Dataset content:
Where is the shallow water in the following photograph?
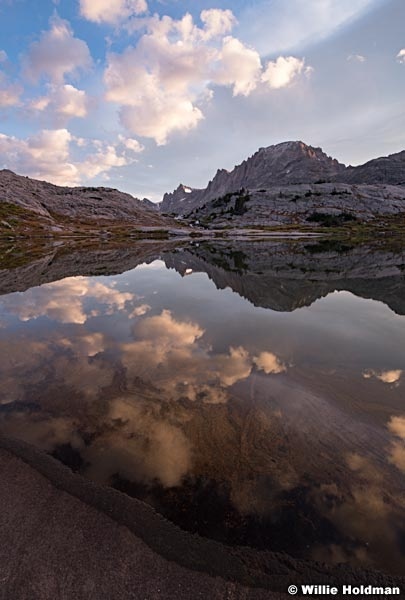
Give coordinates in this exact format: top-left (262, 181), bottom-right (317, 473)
top-left (0, 239), bottom-right (405, 574)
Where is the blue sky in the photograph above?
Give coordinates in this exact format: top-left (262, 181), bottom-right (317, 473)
top-left (0, 0), bottom-right (404, 200)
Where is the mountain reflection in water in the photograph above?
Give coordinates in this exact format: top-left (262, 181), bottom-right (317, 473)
top-left (0, 239), bottom-right (404, 576)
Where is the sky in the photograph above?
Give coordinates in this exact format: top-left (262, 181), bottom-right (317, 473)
top-left (0, 0), bottom-right (404, 201)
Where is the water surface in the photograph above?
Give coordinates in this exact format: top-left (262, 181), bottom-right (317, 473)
top-left (0, 239), bottom-right (404, 575)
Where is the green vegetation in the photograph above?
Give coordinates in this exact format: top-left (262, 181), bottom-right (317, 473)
top-left (210, 188), bottom-right (251, 216)
top-left (306, 211), bottom-right (357, 227)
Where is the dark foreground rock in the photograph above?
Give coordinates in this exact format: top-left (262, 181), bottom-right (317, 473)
top-left (0, 436), bottom-right (403, 599)
top-left (0, 439), bottom-right (282, 600)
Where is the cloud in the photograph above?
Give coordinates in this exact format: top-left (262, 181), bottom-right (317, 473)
top-left (388, 416), bottom-right (405, 440)
top-left (119, 95), bottom-right (204, 146)
top-left (118, 134), bottom-right (144, 153)
top-left (0, 78), bottom-right (22, 107)
top-left (0, 55), bottom-right (22, 107)
top-left (262, 56), bottom-right (311, 89)
top-left (120, 309), bottom-right (287, 403)
top-left (389, 442), bottom-right (405, 472)
top-left (200, 9), bottom-right (236, 39)
top-left (79, 0), bottom-right (148, 25)
top-left (78, 139), bottom-right (138, 180)
top-left (83, 396), bottom-right (192, 487)
top-left (0, 339), bottom-right (51, 405)
top-left (254, 351), bottom-right (286, 374)
top-left (0, 414), bottom-right (84, 452)
top-left (397, 49), bottom-right (405, 64)
top-left (30, 84), bottom-right (89, 120)
top-left (239, 0), bottom-right (382, 55)
top-left (213, 36), bottom-right (262, 96)
top-left (1, 276), bottom-right (135, 324)
top-left (53, 355), bottom-right (115, 397)
top-left (104, 9), bottom-right (309, 144)
top-left (135, 308), bottom-right (204, 345)
top-left (387, 416), bottom-right (405, 472)
top-left (24, 15), bottom-right (92, 84)
top-left (347, 54), bottom-right (366, 62)
top-left (0, 128), bottom-right (79, 185)
top-left (128, 303), bottom-right (151, 317)
top-left (0, 129), bottom-right (143, 185)
top-left (59, 332), bottom-right (105, 357)
top-left (214, 346), bottom-right (252, 386)
top-left (363, 369), bottom-right (402, 385)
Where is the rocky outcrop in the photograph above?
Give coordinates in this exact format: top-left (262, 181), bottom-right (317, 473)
top-left (338, 149), bottom-right (405, 185)
top-left (189, 182), bottom-right (405, 227)
top-left (2, 435), bottom-right (403, 598)
top-left (161, 142), bottom-right (346, 215)
top-left (160, 141), bottom-right (405, 217)
top-left (161, 184), bottom-right (199, 215)
top-left (0, 169), bottom-right (175, 236)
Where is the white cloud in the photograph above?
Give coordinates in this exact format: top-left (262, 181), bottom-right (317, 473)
top-left (0, 78), bottom-right (22, 107)
top-left (104, 11), bottom-right (217, 144)
top-left (118, 134), bottom-right (144, 153)
top-left (0, 54), bottom-right (22, 107)
top-left (239, 0), bottom-right (382, 55)
top-left (0, 128), bottom-right (78, 185)
top-left (347, 54), bottom-right (366, 62)
top-left (397, 49), bottom-right (405, 64)
top-left (24, 15), bottom-right (92, 83)
top-left (103, 8), bottom-right (313, 144)
top-left (0, 128), bottom-right (143, 185)
top-left (213, 36), bottom-right (262, 96)
top-left (79, 0), bottom-right (148, 25)
top-left (200, 9), bottom-right (236, 40)
top-left (104, 10), bottom-right (300, 144)
top-left (31, 84), bottom-right (89, 120)
top-left (262, 56), bottom-right (311, 89)
top-left (78, 140), bottom-right (133, 179)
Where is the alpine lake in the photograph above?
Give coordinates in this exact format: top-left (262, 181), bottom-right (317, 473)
top-left (0, 236), bottom-right (404, 576)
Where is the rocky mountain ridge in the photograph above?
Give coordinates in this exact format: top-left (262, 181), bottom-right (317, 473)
top-left (188, 182), bottom-right (405, 228)
top-left (160, 141), bottom-right (405, 216)
top-left (0, 169), bottom-right (176, 236)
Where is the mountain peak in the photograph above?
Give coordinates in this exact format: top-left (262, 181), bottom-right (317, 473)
top-left (160, 141), bottom-right (405, 215)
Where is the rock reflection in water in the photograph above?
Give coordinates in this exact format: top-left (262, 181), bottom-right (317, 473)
top-left (0, 239), bottom-right (404, 575)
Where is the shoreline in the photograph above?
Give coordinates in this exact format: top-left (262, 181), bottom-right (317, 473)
top-left (0, 434), bottom-right (403, 598)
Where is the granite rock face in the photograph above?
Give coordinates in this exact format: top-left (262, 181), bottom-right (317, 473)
top-left (0, 169), bottom-right (174, 234)
top-left (338, 149), bottom-right (405, 185)
top-left (161, 184), bottom-right (198, 214)
top-left (161, 141), bottom-right (346, 215)
top-left (188, 182), bottom-right (405, 227)
top-left (160, 141), bottom-right (405, 219)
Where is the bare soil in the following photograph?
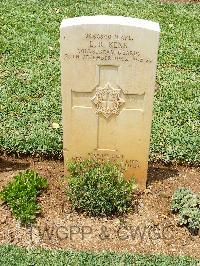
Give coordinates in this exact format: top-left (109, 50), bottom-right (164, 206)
top-left (0, 156), bottom-right (199, 258)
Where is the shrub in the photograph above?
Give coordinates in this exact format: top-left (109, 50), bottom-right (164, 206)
top-left (171, 188), bottom-right (200, 234)
top-left (66, 159), bottom-right (136, 216)
top-left (0, 170), bottom-right (48, 224)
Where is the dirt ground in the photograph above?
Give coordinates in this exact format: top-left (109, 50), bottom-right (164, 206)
top-left (0, 155), bottom-right (199, 258)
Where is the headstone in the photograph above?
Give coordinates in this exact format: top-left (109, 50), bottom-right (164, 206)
top-left (60, 16), bottom-right (160, 188)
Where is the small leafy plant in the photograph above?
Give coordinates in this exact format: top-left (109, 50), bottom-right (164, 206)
top-left (66, 158), bottom-right (136, 216)
top-left (171, 188), bottom-right (200, 234)
top-left (0, 170), bottom-right (48, 224)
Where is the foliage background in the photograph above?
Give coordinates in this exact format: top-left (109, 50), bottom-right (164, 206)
top-left (1, 0), bottom-right (199, 163)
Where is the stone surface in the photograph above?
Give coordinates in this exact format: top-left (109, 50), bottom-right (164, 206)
top-left (60, 16), bottom-right (160, 188)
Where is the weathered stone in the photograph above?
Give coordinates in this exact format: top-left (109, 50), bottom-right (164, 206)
top-left (60, 16), bottom-right (160, 188)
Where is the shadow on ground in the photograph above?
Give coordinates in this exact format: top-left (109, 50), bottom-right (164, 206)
top-left (0, 157), bottom-right (30, 172)
top-left (147, 165), bottom-right (179, 185)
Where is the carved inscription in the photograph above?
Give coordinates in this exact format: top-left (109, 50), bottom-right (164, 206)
top-left (64, 33), bottom-right (152, 63)
top-left (72, 153), bottom-right (140, 169)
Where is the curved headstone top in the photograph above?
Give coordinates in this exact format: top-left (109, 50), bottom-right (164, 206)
top-left (60, 15), bottom-right (160, 188)
top-left (60, 15), bottom-right (160, 32)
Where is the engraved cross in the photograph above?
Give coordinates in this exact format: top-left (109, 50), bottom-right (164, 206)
top-left (71, 65), bottom-right (145, 151)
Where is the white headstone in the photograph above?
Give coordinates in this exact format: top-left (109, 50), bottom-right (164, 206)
top-left (60, 16), bottom-right (160, 188)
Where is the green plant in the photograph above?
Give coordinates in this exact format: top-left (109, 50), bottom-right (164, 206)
top-left (171, 188), bottom-right (200, 234)
top-left (0, 244), bottom-right (199, 266)
top-left (0, 170), bottom-right (48, 224)
top-left (66, 159), bottom-right (136, 216)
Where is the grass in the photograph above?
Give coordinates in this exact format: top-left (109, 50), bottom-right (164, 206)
top-left (0, 0), bottom-right (199, 164)
top-left (0, 245), bottom-right (199, 266)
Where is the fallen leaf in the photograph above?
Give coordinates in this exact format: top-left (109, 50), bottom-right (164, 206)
top-left (52, 123), bottom-right (59, 129)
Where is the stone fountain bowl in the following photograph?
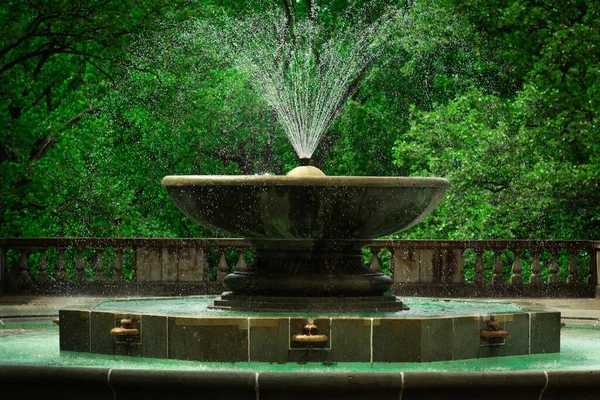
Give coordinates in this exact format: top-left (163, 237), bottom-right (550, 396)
top-left (162, 171), bottom-right (448, 299)
top-left (161, 173), bottom-right (449, 245)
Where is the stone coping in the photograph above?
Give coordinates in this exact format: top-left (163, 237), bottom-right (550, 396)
top-left (2, 296), bottom-right (598, 318)
top-left (1, 367), bottom-right (599, 399)
top-left (161, 175), bottom-right (450, 187)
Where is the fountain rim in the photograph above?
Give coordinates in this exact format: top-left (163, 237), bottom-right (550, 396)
top-left (161, 175), bottom-right (450, 188)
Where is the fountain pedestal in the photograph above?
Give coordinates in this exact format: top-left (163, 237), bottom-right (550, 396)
top-left (215, 239), bottom-right (405, 310)
top-left (161, 169), bottom-right (449, 311)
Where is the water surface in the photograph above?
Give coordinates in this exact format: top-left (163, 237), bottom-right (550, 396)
top-left (2, 319), bottom-right (598, 372)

Exercise aim:
Reproduce every line from the listing above that holds the word "white".

Output:
Where is the white cloud in the photograph above?
Where is the white headstone in the photograph above?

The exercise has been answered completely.